Cuando empezó la I Guerra Mundial, existían el Imperio austríaco y el alemán, herederos del plurisecular Sacro Imperio Romano Germánico, que fuera una de las piedras angulares de la historia europea desde la Alta Edad Media. Existían también el Imperio ruso y el otomano, con raíces que se perdían en la noche de los tiempos. No los menciono para valorarlos como sistemas políticos, sino para señalar que el derrumbe simultáneo de todos ellos supuso una transformación tan extensa como profunda de nuestro Viejo Continente.

-=-=-=-=-

> **Consignas del ejercicio**
1. En el texto sobre la I Guerra Mundial, ¿de qué imperio eran herederos el Imperio austríaco y el alemán?
2. Reproduce literalmente el pasaje del texto sobre la I Guerra Mundial que empieza en las palabras "Cuando empezó la" y termina después de "nuestro Viejo Continente.".
Responde únicamente con lo que dice el texto citado.

> **Datos en bruto**
-=-=-=-=-

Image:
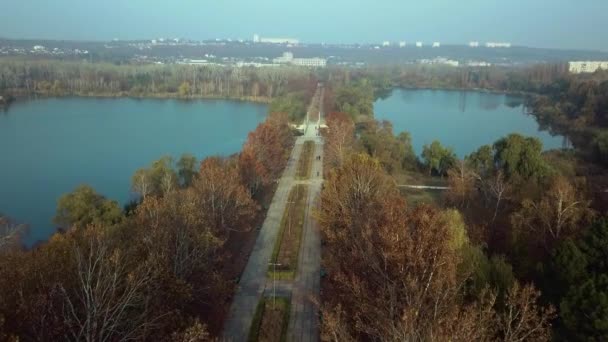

-=-=-=-=-

> **Las respuestas**
1. Del Sacro Imperio Romano Germánico.

2.
Cuando empezó la I Guerra Mundial, existían el Imperio austríaco y el alemán, herederos del plurisecular Sacro Imperio Romano Germánico, que fuera una de las piedras angulares de la historia europea desde la Alta Edad Media. Existían también el Imperio ruso y el otomano, con raíces que se perdían en la noche de los tiempos. No los menciono para valorarlos como sistemas políticos, sino para señalar que el derrumbe simultáneo de todos ellos supuso una transformación tan extensa como profunda de nuestro Viejo Continente.